Data entries
☆ ☆ ☆ ☆ ☆ ☆ ☆
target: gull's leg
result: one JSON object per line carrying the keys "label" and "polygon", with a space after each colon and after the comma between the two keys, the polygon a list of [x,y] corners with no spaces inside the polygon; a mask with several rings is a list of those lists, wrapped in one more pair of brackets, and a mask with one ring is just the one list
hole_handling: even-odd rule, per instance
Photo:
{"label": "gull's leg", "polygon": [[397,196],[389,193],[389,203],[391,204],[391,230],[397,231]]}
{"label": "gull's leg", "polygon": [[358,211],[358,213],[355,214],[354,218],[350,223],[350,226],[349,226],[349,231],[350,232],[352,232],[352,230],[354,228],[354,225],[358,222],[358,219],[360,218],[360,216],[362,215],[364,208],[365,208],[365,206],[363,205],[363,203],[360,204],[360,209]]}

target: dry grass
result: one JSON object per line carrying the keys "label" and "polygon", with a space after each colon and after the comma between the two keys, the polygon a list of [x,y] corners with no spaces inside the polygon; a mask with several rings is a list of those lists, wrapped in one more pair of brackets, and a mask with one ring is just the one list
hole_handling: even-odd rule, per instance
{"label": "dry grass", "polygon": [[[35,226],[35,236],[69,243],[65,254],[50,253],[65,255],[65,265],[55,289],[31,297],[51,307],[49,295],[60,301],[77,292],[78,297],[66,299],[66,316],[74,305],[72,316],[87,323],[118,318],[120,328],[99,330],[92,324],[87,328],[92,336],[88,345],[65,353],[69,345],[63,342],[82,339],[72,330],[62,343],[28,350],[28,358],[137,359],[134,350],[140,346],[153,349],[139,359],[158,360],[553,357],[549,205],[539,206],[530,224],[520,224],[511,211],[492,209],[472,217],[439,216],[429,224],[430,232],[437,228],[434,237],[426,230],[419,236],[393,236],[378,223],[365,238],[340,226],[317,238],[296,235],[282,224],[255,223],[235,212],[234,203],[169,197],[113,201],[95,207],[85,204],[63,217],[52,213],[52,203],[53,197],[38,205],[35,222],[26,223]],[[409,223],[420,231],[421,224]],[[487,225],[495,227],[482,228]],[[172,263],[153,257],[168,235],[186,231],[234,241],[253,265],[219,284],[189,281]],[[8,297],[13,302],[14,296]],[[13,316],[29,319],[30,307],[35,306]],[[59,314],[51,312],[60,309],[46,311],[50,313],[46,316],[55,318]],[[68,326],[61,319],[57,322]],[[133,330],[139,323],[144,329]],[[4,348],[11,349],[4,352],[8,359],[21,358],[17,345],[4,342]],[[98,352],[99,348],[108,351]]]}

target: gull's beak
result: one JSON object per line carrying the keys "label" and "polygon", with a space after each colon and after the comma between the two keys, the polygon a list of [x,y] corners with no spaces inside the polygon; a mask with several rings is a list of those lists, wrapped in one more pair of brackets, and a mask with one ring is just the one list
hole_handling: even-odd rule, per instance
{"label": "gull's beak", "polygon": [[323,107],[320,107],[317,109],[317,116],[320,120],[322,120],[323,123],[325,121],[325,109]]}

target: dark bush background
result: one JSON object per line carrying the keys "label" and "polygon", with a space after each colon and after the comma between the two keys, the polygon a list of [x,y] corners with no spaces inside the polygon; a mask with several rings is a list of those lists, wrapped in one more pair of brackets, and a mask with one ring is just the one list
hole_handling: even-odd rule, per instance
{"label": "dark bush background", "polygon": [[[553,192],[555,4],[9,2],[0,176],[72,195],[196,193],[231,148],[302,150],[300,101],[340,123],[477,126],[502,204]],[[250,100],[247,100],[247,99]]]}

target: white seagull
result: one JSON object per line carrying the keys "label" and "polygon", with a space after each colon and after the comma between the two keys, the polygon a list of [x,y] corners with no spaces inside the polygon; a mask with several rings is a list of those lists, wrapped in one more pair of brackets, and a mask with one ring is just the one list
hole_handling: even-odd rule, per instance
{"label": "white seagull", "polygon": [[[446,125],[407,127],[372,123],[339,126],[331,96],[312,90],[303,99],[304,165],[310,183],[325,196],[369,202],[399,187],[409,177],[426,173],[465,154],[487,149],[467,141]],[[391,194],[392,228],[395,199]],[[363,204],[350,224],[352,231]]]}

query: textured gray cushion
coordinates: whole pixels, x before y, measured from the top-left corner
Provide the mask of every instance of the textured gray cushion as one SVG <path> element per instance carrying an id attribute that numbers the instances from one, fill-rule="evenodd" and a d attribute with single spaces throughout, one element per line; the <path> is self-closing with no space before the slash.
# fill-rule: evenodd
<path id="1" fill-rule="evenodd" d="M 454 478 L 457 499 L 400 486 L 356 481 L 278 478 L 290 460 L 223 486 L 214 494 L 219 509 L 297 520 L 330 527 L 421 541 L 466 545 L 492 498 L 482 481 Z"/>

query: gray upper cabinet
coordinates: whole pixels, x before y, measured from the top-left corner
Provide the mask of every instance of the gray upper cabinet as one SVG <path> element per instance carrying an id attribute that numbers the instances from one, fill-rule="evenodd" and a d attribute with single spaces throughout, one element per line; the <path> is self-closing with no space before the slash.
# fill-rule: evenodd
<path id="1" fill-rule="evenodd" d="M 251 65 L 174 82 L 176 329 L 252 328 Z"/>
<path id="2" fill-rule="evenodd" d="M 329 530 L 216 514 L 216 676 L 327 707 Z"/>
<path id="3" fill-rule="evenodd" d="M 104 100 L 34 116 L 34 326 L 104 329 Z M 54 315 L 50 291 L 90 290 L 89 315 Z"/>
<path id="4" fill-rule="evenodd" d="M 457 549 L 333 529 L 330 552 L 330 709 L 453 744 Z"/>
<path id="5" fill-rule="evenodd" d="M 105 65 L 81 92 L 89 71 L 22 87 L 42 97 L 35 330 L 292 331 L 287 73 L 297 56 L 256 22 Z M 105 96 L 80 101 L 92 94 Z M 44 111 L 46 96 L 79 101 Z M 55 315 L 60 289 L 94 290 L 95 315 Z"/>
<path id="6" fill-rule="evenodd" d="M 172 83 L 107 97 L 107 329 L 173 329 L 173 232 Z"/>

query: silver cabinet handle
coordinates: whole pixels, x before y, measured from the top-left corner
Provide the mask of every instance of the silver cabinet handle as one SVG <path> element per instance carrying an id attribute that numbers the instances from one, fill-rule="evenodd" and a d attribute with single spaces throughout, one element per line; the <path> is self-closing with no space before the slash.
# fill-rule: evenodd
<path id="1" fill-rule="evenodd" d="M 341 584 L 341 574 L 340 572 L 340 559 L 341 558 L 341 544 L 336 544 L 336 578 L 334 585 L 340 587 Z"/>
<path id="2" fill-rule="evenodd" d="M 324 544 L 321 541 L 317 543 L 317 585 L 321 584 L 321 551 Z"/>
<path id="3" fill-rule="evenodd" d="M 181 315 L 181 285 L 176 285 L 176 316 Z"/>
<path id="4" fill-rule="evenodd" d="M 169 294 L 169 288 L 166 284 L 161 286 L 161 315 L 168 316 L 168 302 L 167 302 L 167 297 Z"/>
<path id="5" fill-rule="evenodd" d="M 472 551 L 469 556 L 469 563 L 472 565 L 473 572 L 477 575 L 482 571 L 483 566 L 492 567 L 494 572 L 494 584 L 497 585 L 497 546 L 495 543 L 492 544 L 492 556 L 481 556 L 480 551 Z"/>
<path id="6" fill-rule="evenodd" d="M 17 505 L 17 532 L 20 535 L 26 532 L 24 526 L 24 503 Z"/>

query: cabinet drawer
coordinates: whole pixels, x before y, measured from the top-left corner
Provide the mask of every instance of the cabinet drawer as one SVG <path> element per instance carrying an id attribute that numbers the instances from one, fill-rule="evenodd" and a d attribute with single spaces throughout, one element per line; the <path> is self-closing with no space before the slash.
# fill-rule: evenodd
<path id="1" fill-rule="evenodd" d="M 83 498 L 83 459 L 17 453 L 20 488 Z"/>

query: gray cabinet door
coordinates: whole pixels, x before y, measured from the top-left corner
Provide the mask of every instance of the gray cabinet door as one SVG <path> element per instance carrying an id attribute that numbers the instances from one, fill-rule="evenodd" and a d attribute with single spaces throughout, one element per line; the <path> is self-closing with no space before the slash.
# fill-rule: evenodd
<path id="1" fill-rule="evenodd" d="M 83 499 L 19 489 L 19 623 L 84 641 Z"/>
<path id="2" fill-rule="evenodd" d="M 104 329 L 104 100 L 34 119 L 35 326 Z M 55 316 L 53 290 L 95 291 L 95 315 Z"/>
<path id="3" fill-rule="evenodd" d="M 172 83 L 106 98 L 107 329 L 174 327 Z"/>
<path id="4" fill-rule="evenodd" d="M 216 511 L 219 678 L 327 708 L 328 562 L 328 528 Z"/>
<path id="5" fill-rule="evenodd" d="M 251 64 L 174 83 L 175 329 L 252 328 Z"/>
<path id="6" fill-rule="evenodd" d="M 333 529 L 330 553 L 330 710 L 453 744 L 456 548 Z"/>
☆ ☆ ☆ ☆ ☆ ☆ ☆
Written instruction: Rewrite the lines from the one containing "target: white seagull" through the one containing "454 478 L 457" as a Markdown table with the columns Row and Line, one row per line, and leave out any blank lines.

Task output:
| Row | Line |
|---|---|
| 1 | target: white seagull |
| 2 | result: one JSON object per line carrying the keys "label" and "polygon", with a space after each colon and after the comma between the two keys, the polygon a list of [x,y] corners with no spaces inside the polygon; a mask with several rings is a list of those lists, wrapped in one more pair of brackets, and a mask with one ring is just the one list |
| 3 | hole_handling: even-odd rule, per instance |
| 4 | {"label": "white seagull", "polygon": [[[446,125],[407,127],[372,123],[339,126],[331,96],[312,90],[303,99],[304,165],[310,183],[325,196],[369,202],[399,187],[409,177],[426,173],[465,154],[487,149],[467,141]],[[391,194],[392,228],[395,199]],[[363,204],[350,224],[352,231]]]} |
| 5 | query: textured gray cushion |
| 6 | coordinates: whole pixels, x before y, measured from the top-left corner |
| 7 | Provide the mask of every instance of the textured gray cushion as one SVG <path> element per instance carrying an id attribute that numbers the instances from one, fill-rule="evenodd" and a d attribute with single spaces throughout, one element per line; the <path> is self-closing with no space before the slash. |
| 8 | # fill-rule: evenodd |
| 9 | <path id="1" fill-rule="evenodd" d="M 454 478 L 457 499 L 400 486 L 356 481 L 278 478 L 290 460 L 223 486 L 214 494 L 219 509 L 297 520 L 330 527 L 421 541 L 466 545 L 492 498 L 482 481 Z"/> |